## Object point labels
* * * * *

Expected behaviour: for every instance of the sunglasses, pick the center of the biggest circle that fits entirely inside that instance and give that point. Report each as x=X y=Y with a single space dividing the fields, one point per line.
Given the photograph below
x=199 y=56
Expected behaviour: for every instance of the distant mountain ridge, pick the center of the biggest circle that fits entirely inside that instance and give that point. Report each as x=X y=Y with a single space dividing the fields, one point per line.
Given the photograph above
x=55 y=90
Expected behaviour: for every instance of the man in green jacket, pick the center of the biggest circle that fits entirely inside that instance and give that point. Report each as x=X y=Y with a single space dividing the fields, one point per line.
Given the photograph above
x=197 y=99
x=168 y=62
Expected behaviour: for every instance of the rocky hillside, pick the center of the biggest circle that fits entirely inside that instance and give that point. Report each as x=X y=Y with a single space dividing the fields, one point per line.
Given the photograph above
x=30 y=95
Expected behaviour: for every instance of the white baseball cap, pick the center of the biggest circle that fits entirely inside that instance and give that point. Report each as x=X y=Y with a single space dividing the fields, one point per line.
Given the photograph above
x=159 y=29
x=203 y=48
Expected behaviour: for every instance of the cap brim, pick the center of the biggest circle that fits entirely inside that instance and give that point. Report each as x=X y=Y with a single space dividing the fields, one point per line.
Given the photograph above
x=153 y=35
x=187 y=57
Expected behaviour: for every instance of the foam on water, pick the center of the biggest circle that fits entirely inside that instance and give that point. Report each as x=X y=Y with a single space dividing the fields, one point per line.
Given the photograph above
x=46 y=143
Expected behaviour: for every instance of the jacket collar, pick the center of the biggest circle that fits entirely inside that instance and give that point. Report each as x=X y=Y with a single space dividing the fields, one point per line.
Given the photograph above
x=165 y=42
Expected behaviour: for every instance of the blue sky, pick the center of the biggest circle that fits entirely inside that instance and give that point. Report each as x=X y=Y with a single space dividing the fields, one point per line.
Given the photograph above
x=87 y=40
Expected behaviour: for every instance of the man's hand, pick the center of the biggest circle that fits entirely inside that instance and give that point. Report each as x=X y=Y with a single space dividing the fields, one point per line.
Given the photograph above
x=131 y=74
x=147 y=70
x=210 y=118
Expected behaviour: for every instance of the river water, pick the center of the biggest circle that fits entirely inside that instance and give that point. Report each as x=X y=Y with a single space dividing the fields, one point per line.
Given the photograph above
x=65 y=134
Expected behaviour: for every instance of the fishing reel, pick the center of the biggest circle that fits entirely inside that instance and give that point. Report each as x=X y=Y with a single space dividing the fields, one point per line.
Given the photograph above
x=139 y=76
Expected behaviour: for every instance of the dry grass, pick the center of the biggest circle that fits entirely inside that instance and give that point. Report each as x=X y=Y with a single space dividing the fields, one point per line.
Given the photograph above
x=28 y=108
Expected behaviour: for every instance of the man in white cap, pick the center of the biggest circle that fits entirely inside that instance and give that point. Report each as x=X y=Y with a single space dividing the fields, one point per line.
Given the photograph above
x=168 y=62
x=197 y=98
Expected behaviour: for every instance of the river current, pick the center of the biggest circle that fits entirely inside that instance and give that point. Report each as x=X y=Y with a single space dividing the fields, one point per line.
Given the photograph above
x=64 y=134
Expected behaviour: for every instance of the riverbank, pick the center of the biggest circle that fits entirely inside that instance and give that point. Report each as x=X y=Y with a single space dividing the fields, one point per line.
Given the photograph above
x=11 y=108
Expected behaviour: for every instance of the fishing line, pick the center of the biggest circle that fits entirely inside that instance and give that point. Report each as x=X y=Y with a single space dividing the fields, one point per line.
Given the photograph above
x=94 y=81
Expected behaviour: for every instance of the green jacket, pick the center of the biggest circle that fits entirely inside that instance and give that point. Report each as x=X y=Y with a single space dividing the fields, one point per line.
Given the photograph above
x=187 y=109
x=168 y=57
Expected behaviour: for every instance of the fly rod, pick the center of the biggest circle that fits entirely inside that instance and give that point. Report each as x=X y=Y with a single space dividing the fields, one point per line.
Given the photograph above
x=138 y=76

* * * * *

## GIVEN PROBLEM
Reproduce every record, matching each line exactly.

## WRITTEN SOLUTION
Expected behaviour: for every instance of the sunglasses, pick the center of the biggest circle that fits entirely inside that instance and give that point. Report each as x=X y=Y with a single space dividing the fields, one point per line.
Given the photograph below
x=199 y=56
Expected behaviour: for every instance of the distant mountain ridge, pick the center of the biggest circle that fits entirely inside that instance and give that point. Report each as x=X y=Y with a single space dividing the fields, one point per line.
Given the photograph above
x=55 y=90
Expected behaviour: for every instance of the man in green jacket, pick the center of the biggest circle that fits entirely inside that instance and give that point. Report each as x=X y=Y with a single space dividing the fields, one point per line.
Given the photograph above
x=197 y=99
x=168 y=62
Expected behaviour: for every instance of the rocky hillside, pick the center of the biggest circle that fits entirely inside that instance and give that point. Report each as x=X y=Y with a single space dividing the fields, one point per line.
Given the photograph above
x=30 y=95
Expected behaviour: for every instance of the white baseball cap, pick the center of the biggest circle that fits entirely inside that instance and give that point. Report each as x=X y=Y with a single space dividing the fields, one point per line.
Given the photograph above
x=159 y=29
x=203 y=48
Expected behaviour: for every instance of the cap brim, pick the center of the biggest circle that fits entirely inside that instance and give that point. Report each as x=X y=Y with a single space dividing the fields, one point per line.
Given the photograph above
x=153 y=35
x=187 y=57
Expected behaviour: for every instance of the foam on water, pick the center of the biggest circle that fits entirely inside that instance and give that point. Report each as x=X y=Y with a single space dividing the fields, one point per line.
Given the photograph above
x=46 y=143
Expected behaviour: for every instance of the jacket collar, pick the center of the biggest circle that fits entirely inside that instance and give that point. Report each as x=X y=Y with a single space dividing the fields, one point per line.
Given the photograph above
x=165 y=42
Expected behaviour: for every instance of the blue sky, pick the center of the biggest circle that fits entirely inside that instance and give that point. Report each as x=X y=Y with a single space dividing the fields, one point per line.
Given the photograph above
x=87 y=40
Expected behaviour: for every instance of the man's hand, pick the center of the biggest circle that fits entirely inside that instance and give that point. Report each as x=X y=Y with a single space dividing the fields, one point per line.
Given the photograph above
x=131 y=74
x=147 y=70
x=210 y=118
Expected behaviour: for every instance of the river water, pick the center of the biggest circle that fits entirely inside that instance and give that point. Report each as x=X y=Y with a single space dividing the fields, one point per line.
Given the photograph above
x=65 y=134
Expected behaviour: for every instance of the fishing reel, pick the center of the biggest circle that fits entirely inside that instance and give that point. Report each as x=X y=Y with a single space dividing the fields, one point per line.
Given the photograph above
x=139 y=76
Expected behaviour: for every instance of the dry grass, pick the center of the biggest circle that fits entirely inside that instance and give that point. Report each as x=X y=Y with a single space dividing the fields, one point per line.
Given the photograph above
x=28 y=108
Expected behaviour: for every instance of the man in white cap, pick the center of the biggest circle that fits entirely inside that instance and give that point. Report each as x=X y=Y with a single space dividing the fields, one point per line.
Given the photograph above
x=168 y=62
x=197 y=98
Expected behaviour: for every instance of the river current, pick the center of the biggest circle that fits entirely inside that instance and give that point. Report each as x=X y=Y with a single space dividing the fields, one point per line.
Given the photograph above
x=64 y=134
Expected behaviour: for every instance of the riverbank, pick the center of the biggest circle that fits entirely inside that instance and give that point. Report each as x=X y=Y with a single space dividing the fields, one point per line.
Given the photograph above
x=11 y=108
Expected behaviour: for every instance of the fishing line, pick the center of the biggest circle that fits entirely inside that instance and give that point. Report each as x=X y=Y with a single space dividing the fields, one point per line.
Given the photograph above
x=94 y=81
Expected behaviour: for every instance of the green jacket, pick the center of the biggest circle that fits entirely inside that instance and give that point. Report each as x=X y=Y with a single space dividing the fields, one point per line.
Given the photograph above
x=187 y=109
x=168 y=57
Expected behaviour: for every instance of the fly rod, pick the center of the biggest circle that fits entirely inside that instance and give that point. Report each as x=X y=Y with a single space dividing the fields, one point per line.
Given the photograph above
x=138 y=76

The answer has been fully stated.